— Begin Data to use —
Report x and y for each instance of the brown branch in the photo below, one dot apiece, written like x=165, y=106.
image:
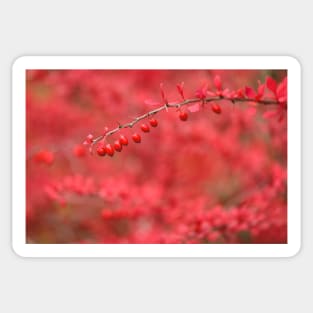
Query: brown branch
x=178, y=105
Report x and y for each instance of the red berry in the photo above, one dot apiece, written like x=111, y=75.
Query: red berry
x=145, y=128
x=123, y=140
x=216, y=108
x=137, y=138
x=79, y=150
x=183, y=116
x=101, y=150
x=117, y=146
x=153, y=122
x=89, y=139
x=109, y=149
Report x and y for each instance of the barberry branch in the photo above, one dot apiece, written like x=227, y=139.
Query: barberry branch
x=178, y=106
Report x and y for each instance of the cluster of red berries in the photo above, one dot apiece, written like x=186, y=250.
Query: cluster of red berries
x=109, y=149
— End Data to use —
**Given exercise**
Give every record above as a two-column CSV with the header input,output. Use one row per record, with its text in the first field and its answer in the second. Quote each field and replace line breaks with spaces. Leave out the pictures.

**Problem solution**
input,output
"Report x and y for each instance of the brown branch in the photo below, one dot apiece, written like x=165, y=106. image: Query: brown branch","x=178, y=105"
"Report x and y for each instance of the red berry in the photo above, one dot apiece, written like x=111, y=75. Query: red berry","x=145, y=128 x=123, y=140 x=216, y=108 x=137, y=138 x=79, y=150 x=183, y=116 x=101, y=150 x=117, y=146 x=153, y=122 x=89, y=139 x=109, y=149"
"Report x and y for each instance of the barberry branch in the photo above, one dot apiece, written like x=227, y=139. Query: barberry branch","x=178, y=106"
"Report x and y for each instance of the cluster of red berries in the photo above, one dot apiece, written like x=186, y=250. Query: cluster of red berries","x=109, y=149"